Passage Block Start

Central to the opposition to the current proposed contract outlined in the Review Body on Doctors' and Dentists' Remuneration is the removal of safeguards to prevent trusts physically overworking and financially exploiting these junior doctors. We believe that this is detrimental not only to our human rights in a civilised society but also detrimental to the care we provide to our patients in the short term and long-term.

David Cameron recently stated that “I think the right thing to do is to be paid the rate for the job”. This is an astute observation. While contract proponents are adamant that the new contract is “pay neutral”, it is anything but as they have tactfully redefined “sociable hours” as between 7am and 10pm Mondays to Saturdays resulting in hardest working speciality doctors seeing their already falling inflation-adjusted pay slashed by up to further 30 per cent while facing potentially unprotected longer working hours.

We acknowledge that we did not enter medicine for the pay perks. If we wanted to do that, we would have become bankers or MPs. Medicine is a vocation and we are prepared to sacrifice many aspects of our lives to provide the duty of care to our patients that they deserve. The joy we experience from saving a person’s life or improving the quality of their life and the sadness, frustration, and anger we feel when a patient dies is what drives us on, more than any pay cheque could.

Passage Block End

- [What needs to be done] Continue the passage on the junior doctors' contract from where it stops.

Supplied material Block Start

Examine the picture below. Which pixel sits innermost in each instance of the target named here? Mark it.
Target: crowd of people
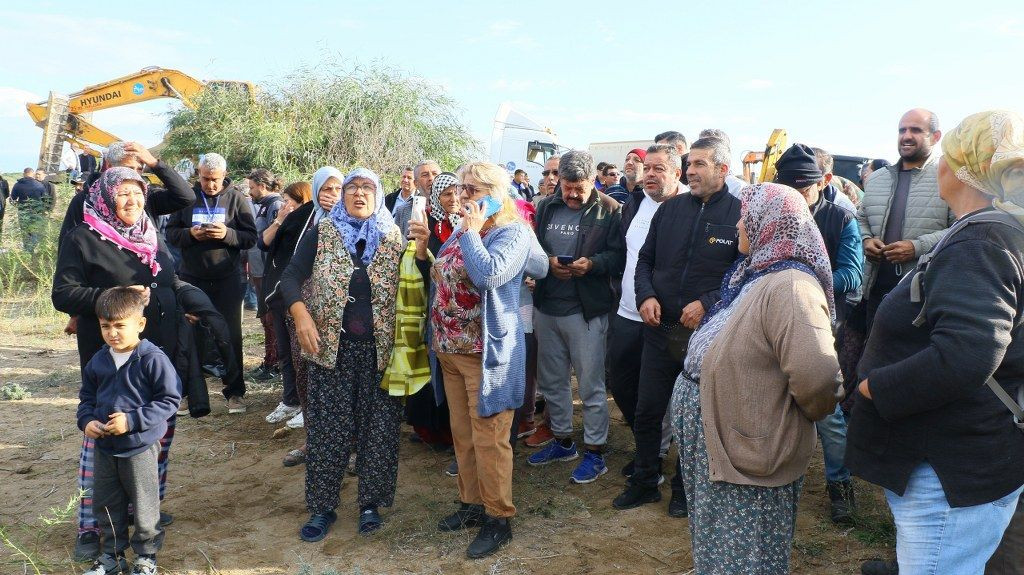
(742, 322)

Supplied material Block End

- [Result of the exercise]
However, overworked and unprotected doctors are, in the short-term, unsafe to patients. This is why the presidents of eleven of the Royal Colleges responsible for medical training and safeguarding standards of practice in patient care have publically stated their opposition to the contracts. It is, therefore, a mystery as to who exactly from the senior medical profession was directly involved the formation of the current proposals, raising serious questions with regard to its legitimacy. More damaging for the government’s defence are the latest revelations by a former Tory minister and doctor involved in the first negotiations between the BMA and government, Dan Poulter, implying that the original proposals with regard to safeguarding against unsafe hours were rejected by Mr Hunt.  

The long-term effects of the contract are equally disheartening. Already, hundreds of doctors have applied to the General Medical Council to work abroad where the market price for a highly trained medical profession is still dictated by reason. With medical school debts as great as £70,000, this new contract makes it difficult for intelligent youngsters from low-income backgrounds to pay back such debts on the modest starting salary (£11-12 per hour) and proposed cuts. Is medicine therefore reserved only for students from privileged backgrounds rather than the brightest? Furthermore, the contracts discourage women from taking time out to start a family. Female doctors form the majority of undergraduate medical students – we should be encouraging talented women to achieve their full potential to improve healthcare, not making them choose unfairly between work and family at such an early and critical stage of their career.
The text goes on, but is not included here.